### Text passage
Siege of Carmona (763)
| Date | 763 |
| Location | Carmona, Spain37°28′N 5°38′W﻿ / ﻿37.467°N 5.633°W |
| Result | Umayyad victory |

Belligerents
- Emirate of Cordoba: Abbasid Caliphate

Commanders and leaders
- Abd al-Rahman I: al-Ala ibn Mughith al-Judhami † Umayya ibn Qatan (POW)

Strength
- 700 men: Unknown

Casualties and losses
- Unknown: 2,000 killed

= Siege of Carmona (763) =

The siege of Carmona (763) was a decisive military engagement between the Umayyad Emirate of Cordoba, led by Abd al-Rahman I, and an Abbasid-backed expeditionary force in Andalusia. Triggered by an uprising aligned with the Abbasid Caliphate, the conflict ended in a crushing Umayyad victory that effectively ended Abbasid military interference in the Iberian Peninsula.

==Background==
In 763, Al-Ala ibn Mughith al-Judhami set up his government in Beja, backed by the local Egyptian jund (Arab army division). The Abbasid caliph, al-Mansur, made a final attempt to bring Andalusia under Abbasid control, providing Al-Ala with funds, arms, and moral backing. Al-Ala raised the Abbasid flag and appointed himself governor. Although Islamic historiography and traditional accounts treat this as an internal rebellion, modern historians view it as a contest of legitimate authority between rival claimants, demonstrating tangible local support for the Abbasid cause in al-Andalus.

Unwilling to risk a pitched battle against superior numbers, the Umayyad emir Abd al-Rahman I abandoned his capital of Córdoba and withdrew to the strong hill fortress of Carmona.
######
### Raw data
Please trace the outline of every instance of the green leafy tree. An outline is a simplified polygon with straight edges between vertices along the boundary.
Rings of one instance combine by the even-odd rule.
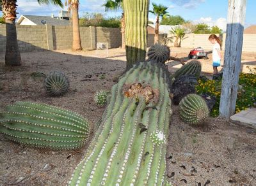
[[[182,25],[188,21],[186,21],[181,16],[179,15],[170,15],[168,17],[164,17],[161,22],[161,25]]]
[[[169,16],[166,10],[168,6],[164,6],[162,4],[156,4],[152,3],[153,10],[149,10],[149,12],[154,13],[156,15],[156,29],[155,29],[155,36],[154,38],[154,43],[157,43],[159,40],[159,17],[165,17]]]
[[[218,26],[213,26],[211,30],[211,34],[221,34],[222,30],[220,29]]]
[[[170,32],[174,34],[174,36],[172,38],[175,38],[175,41],[174,41],[174,46],[175,47],[180,47],[181,45],[181,41],[187,38],[185,38],[186,34],[186,29],[184,28],[182,28],[180,27],[177,27],[175,28],[172,28]]]
[[[21,65],[15,25],[17,0],[1,0],[3,18],[6,24],[5,65]],[[63,7],[61,0],[38,0],[39,4],[53,4]]]
[[[123,0],[107,0],[105,4],[103,4],[105,6],[105,11],[109,10],[117,10],[121,8],[124,10]],[[122,13],[122,17],[120,19],[121,22],[121,33],[122,33],[122,48],[125,48],[125,15],[124,11]]]
[[[201,23],[196,25],[194,34],[210,34],[211,30],[207,24]]]

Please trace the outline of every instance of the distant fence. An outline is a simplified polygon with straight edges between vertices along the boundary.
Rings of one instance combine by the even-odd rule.
[[[0,53],[5,52],[6,25],[0,25]],[[20,52],[56,50],[72,48],[71,26],[17,25]],[[121,46],[119,28],[80,27],[82,47],[95,49],[97,42],[108,43],[109,48]]]
[[[5,52],[6,25],[0,25],[0,53]],[[72,26],[53,25],[17,25],[18,45],[21,52],[45,50],[56,50],[72,48]],[[95,49],[97,42],[108,43],[109,48],[121,46],[122,36],[120,28],[104,28],[95,27],[80,27],[82,47],[84,49]],[[154,44],[154,34],[148,35],[148,45]],[[206,50],[212,49],[212,44],[208,41],[209,34],[188,34],[181,42],[184,48],[201,46]],[[159,41],[163,43],[164,38],[173,36],[172,34],[159,34]],[[220,36],[222,41],[222,50],[225,49],[226,34]],[[168,45],[173,45],[175,38]],[[256,34],[244,34],[243,52],[256,52]]]
[[[201,46],[204,49],[211,50],[212,48],[212,45],[208,40],[210,34],[188,34],[185,35],[185,38],[181,41],[181,46],[184,48],[196,48]],[[222,45],[221,50],[225,50],[225,45],[226,40],[226,34],[216,34],[220,36]],[[173,36],[173,34],[168,34],[168,37]],[[168,42],[168,45],[173,46],[173,42]],[[243,36],[243,52],[256,52],[256,34],[244,34]]]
######
What is asked:
- A) Answer these questions from the Siege of Carmona article:
(i) In which town did Al-Ala ibn Mughith al-Judhami set up his government?
(ii) Who was the Abbasid caliph who backed him?
(iii) To what place did Abd al-Rahman I withdraw after leaving Córdoba?
- B) Replace "Umayyad" with "Cordoban" in the Siege of Carmona article, writing out the part starting with "Commanders and leaders" and going on through "the Iberian Peninsula.".
- C) Say whether each statement agrees with the Siege of Carmona article, and quote the words that decide it:
(i) Al-Ala had the support of the local Egyptian jund.
(ii) Abd al-Rahman I chose to meet the Abbasid-backed force in a pitched battle.
(iii) Modern historians regard the uprising as a purely internal rebellion.

Response list:
- A)
(i) Beja
(ii) al-Mansur
(iii) The strong hill fortress of Carmona

- B)
Commanders and leaders
- Abd al-Rahman I: al-Ala ibn Mughith al-Judhami † Umayya ibn Qatan (POW)

Strength
- 700 men: Unknown

Casualties and losses
- Unknown: 2,000 killed

= Siege of Carmona (763) =

The siege of Carmona (763) was a decisive military engagement between the Cordoban Emirate of Cordoba, led by Abd al-Rahman I, and an Abbasid-backed expeditionary force in Andalusia. Triggered by an uprising aligned with the Abbasid Caliphate, the conflict ended in a crushing Cordoban victory that effectively ended Abbasid military interference in the Iberian Peninsula.

- C)
(i) Yes: "backed by the local Egyptian jund (Arab army division)"
(ii) No: "Unwilling to risk a pitched battle against superior numbers, the Umayyad emir Abd al-Rahman I abandoned his capital of Córdoba"
(iii) No: "modern historians view it as a contest of legitimate authority between rival claimants"